> Selected excerpt
***
North Baltimore activists are leading the city's charge to stop animal abuse, which they believe leads to domestic violence, child abuse and murder.

Caroline Griffin, a Mount Washington resident, chairs the Mayor's Anti-Animal Abuse Advisory Commission, which city officials say is the only body of its kind in the country.


Advisory commission member Judith Kunst, of Remington organized a well-attended picnic, rally and "day of service" Saturday to draw attention to the plight of abused animals

"We're here to put the brakes on animal abuse," said Kunst, Greater Remington Improvement Association president.

The advisory commission co-sponsored the event with the Peacekeepers Motorcycle Club, a group of military and law enforcement officers. The club, which brought the idea of a rally to the commission, staged a symbolic motorcycle ride from Dundalk to the rally at northeast Baltimore's Madison Square Park, next to the Bluford Dru Jemison Academy, a city public school at Biddle and North Caroline streets.

The club hopes to nationalize the event next year by doing it at M&T Bank Stadium, where the Ravens play, said the club's administrative officer, city police detective Derrick Layton.

In addition to Kunst and Griffin, the estimated 500 people at the city park included Aileen Gabbey, executive director of the Hampden-based Maryland SPCA, and a commission member, Shana Challmes, also of Mount Washington.

Also there was Northern District police officer Jon Walter, who investigates animal abuse cases for the district. Walter is better known as one of the district's community liaisons.

The rally was held in the Northeast District, but Walter said he came to show the Northern District's support.

Griffin and Kunst introduced Mayor Stephanie Rawlings-Blake, who formed a task force and later the commission in response to the death of a dog that was set on fire in 2009.

Rawlings-Blake told the crowd she hoped for a day when more commissions would be formed nationwide, to speak for animals that "can't speak for themselves."

"I'm also looking forward to when we don't need this rally," the mayor said. "One day, animals won't need to speak for themselves."

"This (the event) is a loud voice speaking for them today," observed Gabbey, the SPCA director.
***
> Dataset entries
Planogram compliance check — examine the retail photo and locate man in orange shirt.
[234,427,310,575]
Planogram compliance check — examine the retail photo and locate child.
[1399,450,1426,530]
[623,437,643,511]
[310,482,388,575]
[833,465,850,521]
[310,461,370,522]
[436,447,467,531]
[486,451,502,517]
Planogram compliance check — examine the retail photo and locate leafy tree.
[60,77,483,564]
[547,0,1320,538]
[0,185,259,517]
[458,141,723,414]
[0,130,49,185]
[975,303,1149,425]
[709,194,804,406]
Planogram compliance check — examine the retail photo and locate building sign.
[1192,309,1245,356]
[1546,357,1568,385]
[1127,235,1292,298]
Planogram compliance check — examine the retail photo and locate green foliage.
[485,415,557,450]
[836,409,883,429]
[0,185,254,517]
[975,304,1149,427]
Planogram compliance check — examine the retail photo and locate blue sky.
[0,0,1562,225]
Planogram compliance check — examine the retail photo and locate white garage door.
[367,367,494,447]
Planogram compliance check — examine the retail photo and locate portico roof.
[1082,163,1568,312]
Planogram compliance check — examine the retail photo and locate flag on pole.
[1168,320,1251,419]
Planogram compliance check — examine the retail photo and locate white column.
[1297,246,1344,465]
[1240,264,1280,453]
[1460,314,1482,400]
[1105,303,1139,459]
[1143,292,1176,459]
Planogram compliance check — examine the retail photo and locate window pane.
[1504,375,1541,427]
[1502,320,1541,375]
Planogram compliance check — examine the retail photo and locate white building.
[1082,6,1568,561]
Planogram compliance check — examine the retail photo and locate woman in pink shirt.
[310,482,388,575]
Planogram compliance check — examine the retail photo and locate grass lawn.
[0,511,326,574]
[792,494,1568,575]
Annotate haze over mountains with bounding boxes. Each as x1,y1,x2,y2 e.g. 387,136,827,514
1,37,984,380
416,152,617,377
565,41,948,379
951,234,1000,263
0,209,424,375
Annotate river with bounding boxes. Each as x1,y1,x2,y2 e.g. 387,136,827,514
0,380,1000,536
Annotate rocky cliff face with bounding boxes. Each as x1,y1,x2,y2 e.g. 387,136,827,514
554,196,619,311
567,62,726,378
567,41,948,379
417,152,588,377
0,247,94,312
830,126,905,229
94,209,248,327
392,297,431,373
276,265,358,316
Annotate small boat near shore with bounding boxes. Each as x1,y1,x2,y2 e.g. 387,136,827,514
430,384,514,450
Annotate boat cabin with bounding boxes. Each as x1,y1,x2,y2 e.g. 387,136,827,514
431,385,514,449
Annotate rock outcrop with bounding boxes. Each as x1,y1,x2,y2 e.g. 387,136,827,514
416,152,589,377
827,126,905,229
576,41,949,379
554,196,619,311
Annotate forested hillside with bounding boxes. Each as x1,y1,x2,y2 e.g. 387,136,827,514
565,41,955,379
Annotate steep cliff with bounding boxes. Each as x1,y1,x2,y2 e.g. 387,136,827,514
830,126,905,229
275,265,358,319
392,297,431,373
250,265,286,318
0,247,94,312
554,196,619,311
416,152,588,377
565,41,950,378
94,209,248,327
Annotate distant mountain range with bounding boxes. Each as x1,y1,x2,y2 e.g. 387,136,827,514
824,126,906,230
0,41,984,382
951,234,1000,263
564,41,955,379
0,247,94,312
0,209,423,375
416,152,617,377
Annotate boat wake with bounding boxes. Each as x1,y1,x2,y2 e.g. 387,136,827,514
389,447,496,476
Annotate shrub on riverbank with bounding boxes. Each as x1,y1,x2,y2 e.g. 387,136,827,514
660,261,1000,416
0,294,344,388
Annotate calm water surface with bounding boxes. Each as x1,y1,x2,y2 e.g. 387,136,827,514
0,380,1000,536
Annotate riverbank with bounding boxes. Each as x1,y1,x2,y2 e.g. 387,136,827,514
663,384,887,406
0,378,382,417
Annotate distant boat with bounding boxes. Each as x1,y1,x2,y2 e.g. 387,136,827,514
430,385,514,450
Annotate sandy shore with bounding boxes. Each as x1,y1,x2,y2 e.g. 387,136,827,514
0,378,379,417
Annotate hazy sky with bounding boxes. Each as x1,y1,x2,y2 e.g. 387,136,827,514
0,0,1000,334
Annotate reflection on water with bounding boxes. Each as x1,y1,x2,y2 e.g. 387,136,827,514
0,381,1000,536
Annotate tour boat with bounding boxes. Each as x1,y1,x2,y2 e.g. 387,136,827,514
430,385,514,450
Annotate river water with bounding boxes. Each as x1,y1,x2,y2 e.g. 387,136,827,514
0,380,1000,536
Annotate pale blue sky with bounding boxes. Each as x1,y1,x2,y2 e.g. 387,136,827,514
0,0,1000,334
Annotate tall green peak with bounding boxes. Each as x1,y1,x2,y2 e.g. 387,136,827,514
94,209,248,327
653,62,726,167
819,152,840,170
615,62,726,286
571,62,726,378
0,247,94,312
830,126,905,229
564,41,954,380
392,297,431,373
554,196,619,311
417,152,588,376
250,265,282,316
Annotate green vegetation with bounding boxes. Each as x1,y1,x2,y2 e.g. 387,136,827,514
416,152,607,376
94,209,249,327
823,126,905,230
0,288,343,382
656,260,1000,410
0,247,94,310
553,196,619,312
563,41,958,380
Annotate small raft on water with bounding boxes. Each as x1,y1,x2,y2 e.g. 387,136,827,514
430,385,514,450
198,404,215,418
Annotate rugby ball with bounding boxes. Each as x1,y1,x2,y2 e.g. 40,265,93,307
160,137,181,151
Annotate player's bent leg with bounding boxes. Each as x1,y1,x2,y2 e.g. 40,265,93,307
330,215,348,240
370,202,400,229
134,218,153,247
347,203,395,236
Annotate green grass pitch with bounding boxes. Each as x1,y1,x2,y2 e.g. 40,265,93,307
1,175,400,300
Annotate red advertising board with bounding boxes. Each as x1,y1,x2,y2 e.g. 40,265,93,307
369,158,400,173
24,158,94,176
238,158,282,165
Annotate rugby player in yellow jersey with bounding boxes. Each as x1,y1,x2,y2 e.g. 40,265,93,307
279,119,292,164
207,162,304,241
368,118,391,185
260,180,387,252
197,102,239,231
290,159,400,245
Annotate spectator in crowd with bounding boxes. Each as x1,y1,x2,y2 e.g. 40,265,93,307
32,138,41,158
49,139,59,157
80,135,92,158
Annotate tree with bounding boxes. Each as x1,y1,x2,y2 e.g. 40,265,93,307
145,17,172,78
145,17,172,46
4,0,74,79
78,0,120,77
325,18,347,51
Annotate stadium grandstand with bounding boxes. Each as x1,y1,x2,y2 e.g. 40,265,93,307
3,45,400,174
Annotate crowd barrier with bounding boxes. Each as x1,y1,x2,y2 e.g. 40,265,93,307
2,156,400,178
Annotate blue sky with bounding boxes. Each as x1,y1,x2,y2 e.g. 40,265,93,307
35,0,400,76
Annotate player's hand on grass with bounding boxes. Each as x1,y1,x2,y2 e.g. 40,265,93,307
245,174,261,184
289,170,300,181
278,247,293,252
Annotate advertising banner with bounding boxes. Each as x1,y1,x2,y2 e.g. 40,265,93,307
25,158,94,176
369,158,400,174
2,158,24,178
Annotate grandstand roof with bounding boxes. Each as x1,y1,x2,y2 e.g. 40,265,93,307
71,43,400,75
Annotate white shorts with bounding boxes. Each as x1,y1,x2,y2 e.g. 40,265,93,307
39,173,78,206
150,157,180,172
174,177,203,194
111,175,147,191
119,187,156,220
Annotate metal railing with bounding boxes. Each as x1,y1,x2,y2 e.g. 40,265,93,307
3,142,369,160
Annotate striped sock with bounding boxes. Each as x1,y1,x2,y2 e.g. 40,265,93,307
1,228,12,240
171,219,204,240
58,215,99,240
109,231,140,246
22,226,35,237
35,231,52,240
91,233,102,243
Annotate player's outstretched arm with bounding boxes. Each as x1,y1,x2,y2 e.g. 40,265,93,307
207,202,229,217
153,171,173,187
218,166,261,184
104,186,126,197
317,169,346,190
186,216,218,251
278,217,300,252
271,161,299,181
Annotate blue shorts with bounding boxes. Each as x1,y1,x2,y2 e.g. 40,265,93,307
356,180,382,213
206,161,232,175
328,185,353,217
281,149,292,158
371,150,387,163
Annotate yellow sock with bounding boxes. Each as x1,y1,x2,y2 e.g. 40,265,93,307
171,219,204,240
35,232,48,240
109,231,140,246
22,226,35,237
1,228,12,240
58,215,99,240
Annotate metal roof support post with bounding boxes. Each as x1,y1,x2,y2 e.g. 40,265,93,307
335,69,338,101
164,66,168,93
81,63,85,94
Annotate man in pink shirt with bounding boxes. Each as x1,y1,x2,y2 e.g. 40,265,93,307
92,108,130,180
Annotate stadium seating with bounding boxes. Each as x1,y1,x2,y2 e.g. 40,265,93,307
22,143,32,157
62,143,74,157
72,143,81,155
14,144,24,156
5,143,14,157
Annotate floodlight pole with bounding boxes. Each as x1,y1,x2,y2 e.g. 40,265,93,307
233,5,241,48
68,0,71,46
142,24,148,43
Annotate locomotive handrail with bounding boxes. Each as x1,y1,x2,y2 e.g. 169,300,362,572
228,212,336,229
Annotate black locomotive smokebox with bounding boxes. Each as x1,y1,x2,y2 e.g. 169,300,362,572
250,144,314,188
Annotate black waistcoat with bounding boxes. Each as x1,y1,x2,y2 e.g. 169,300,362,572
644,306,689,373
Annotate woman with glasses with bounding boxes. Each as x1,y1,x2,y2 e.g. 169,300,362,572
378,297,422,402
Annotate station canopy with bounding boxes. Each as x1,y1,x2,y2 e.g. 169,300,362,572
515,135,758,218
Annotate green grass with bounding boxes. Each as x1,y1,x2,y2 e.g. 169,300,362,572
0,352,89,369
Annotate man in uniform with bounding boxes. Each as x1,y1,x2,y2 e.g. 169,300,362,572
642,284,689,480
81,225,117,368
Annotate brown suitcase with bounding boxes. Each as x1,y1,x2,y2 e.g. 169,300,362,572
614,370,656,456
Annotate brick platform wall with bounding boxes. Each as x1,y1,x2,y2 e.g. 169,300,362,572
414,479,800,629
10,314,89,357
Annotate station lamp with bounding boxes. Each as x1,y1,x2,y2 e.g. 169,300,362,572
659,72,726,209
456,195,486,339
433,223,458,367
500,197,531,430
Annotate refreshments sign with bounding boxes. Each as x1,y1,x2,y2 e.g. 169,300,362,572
***
> Instructions for the task
Continue the news story about the Baltimore anti-animal-abuse rally from the point where it stops.

> Exercise response
From the ashes of Phoenix

The commission began as a task force in 2009, in response to the death of Phoenix, a severely burned pit bull that was euthanized. Rawlings-Blake signed a law in 2010, making the task force a permanent commission.

Two teens are accused of dousing Phoenix with gasoline in May 2009 and then setting the puppy on fire. The first trial ended in a hung jury. A retrial is set for next month.


"From the ashes of Phoenix, this city has rallied to become a national leader in stopping animal abuse," Griffin, 49, an attorney, told the crowd.

The commission and the Peacekeepers gave away T-shirts and engraved drinking glasses donated by Baltimore Glass Decorators.

The event also served as an informational fair, with tables for the SPCA, Baltimore Animal Rescue and Care Shelter, or BARCS, and the Woodberry-based Snyder Foundation for Animals, which promotes education and philanthropic support for the humane treatment of animals.

"This is really a good example of how people can come together to help animals," said Gabbey, the SPCA director. "We see some really sad cases" of mistreatment of animals. "I think neglect is more typical. We see starved animals and animals that have been left out too long."

One of the four-legged stars of the event was Ruby-Doo, a dog representing Bmore Dog, which promotes responsible dog ownership.

Ruby-Doo, named for the cartooncanine Scooby-Doo, yawned contentedly as the mayor sat on a motorcycle and posed for photos.

"We just want to bring awareness and do it in a fun way," Griffin said in an interview.

But she left no doubt about the seriousness of the efforts.

"We're about stopping violence, period. When animals are being abused, people are being abused," Griffin said. And she said studies suggest that animal abusers are five times more likely to commit violent crimes, and also more likely to commit child abuse.

"It's a gateway crime," she said.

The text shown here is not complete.